■ **Data for analysis**:
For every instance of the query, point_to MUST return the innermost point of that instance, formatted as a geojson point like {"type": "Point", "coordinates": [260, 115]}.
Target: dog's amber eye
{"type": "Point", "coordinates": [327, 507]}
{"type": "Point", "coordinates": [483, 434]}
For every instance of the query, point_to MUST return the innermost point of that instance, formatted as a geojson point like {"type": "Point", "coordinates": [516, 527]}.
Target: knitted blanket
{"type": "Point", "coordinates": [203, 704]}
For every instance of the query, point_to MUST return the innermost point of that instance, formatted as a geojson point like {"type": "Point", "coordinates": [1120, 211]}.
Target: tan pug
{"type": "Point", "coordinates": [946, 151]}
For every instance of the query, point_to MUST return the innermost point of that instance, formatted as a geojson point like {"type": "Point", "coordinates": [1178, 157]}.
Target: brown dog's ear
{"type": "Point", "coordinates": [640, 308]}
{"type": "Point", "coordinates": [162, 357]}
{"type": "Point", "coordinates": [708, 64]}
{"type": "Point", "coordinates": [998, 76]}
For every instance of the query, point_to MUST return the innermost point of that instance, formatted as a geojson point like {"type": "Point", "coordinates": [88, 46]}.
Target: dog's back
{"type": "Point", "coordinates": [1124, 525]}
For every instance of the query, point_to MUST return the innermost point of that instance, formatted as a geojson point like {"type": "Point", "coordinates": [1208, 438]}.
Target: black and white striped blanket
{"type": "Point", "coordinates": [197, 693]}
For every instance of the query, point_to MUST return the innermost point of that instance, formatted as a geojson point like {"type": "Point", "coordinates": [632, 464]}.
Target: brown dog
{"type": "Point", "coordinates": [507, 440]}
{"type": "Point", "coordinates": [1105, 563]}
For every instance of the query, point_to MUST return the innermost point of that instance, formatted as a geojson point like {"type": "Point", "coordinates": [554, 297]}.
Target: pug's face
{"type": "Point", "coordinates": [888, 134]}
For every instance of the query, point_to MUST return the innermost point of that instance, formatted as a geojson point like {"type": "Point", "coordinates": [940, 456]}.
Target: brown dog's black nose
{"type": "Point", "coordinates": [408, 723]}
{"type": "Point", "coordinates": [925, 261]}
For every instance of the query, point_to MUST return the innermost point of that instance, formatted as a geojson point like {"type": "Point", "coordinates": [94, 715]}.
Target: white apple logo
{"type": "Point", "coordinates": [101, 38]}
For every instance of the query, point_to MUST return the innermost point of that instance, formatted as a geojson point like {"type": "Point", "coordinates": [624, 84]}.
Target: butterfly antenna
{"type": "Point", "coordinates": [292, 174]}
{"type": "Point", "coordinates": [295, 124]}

■ **Required work**: Every record above has to appear again, word for word.

■ **Task answer**:
For every instance of the query, point_to MUST return the innermost point of that instance, formatted as a geojson point like {"type": "Point", "coordinates": [260, 115]}.
Target: dog's amber eye
{"type": "Point", "coordinates": [327, 507]}
{"type": "Point", "coordinates": [483, 434]}
For every instance of the query, point_to MUST return the innermost point of that instance, formatted as a geojson point like {"type": "Point", "coordinates": [516, 527]}.
Target: knitted blanket
{"type": "Point", "coordinates": [203, 704]}
For every instance of the query, point_to MUST return the innermost point of that instance, formatted as a geojson point like {"type": "Point", "coordinates": [1120, 211]}.
Target: tan pug
{"type": "Point", "coordinates": [946, 151]}
For every instance of the query, point_to MUST return the innermost point of that instance, formatted as a geojson point like {"type": "Point", "coordinates": [1178, 157]}.
Target: brown dog's ear
{"type": "Point", "coordinates": [640, 308]}
{"type": "Point", "coordinates": [162, 357]}
{"type": "Point", "coordinates": [708, 64]}
{"type": "Point", "coordinates": [998, 76]}
For every instance of the query, point_to MUST return the innermost point of that instance, formatted as a geojson point like {"type": "Point", "coordinates": [88, 46]}.
Target: dog's back
{"type": "Point", "coordinates": [1124, 525]}
For every instance of the query, point_to MUST return the innermost point of that instance, formatted as a geojson point like {"type": "Point", "coordinates": [1208, 438]}.
Target: black and white striped blanket
{"type": "Point", "coordinates": [197, 693]}
For every instance of the query, point_to MUST return the innermost point of that instance, formatted as a geojson point like {"type": "Point", "coordinates": [632, 464]}.
Target: brown dog
{"type": "Point", "coordinates": [507, 440]}
{"type": "Point", "coordinates": [1105, 563]}
For every instance of the query, point_to MUST return the innermost point of that instance, formatted as a geojson point like {"type": "Point", "coordinates": [554, 297]}.
Target: pug's face
{"type": "Point", "coordinates": [888, 134]}
For every instance of the query, point_to MUST return the innermost point of that instance, formatted as a geojson point like {"type": "Point", "coordinates": [940, 456]}.
Target: brown dog's black nose
{"type": "Point", "coordinates": [408, 723]}
{"type": "Point", "coordinates": [925, 261]}
For every instance of the query, point_to MUST return the innermost point of that instance, formatted as a geojson point like {"type": "Point", "coordinates": [94, 715]}.
Target: white apple logo
{"type": "Point", "coordinates": [101, 38]}
For every instance of the query, point_to MUST return the innermost point of that instance, formatted as a geojson point like {"type": "Point", "coordinates": [624, 84]}.
Target: butterfly antenna
{"type": "Point", "coordinates": [292, 174]}
{"type": "Point", "coordinates": [295, 124]}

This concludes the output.